Everything in the listing beneath must be transcribed exactly.

------------------------------------------------

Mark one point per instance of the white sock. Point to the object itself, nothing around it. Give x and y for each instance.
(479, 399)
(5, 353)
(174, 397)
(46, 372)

------------------------------------------------

Response box:
Mark one point per instance of the white sock. Point to the object itself, nothing around it. Give x and y for each instance.
(479, 399)
(5, 353)
(174, 397)
(46, 372)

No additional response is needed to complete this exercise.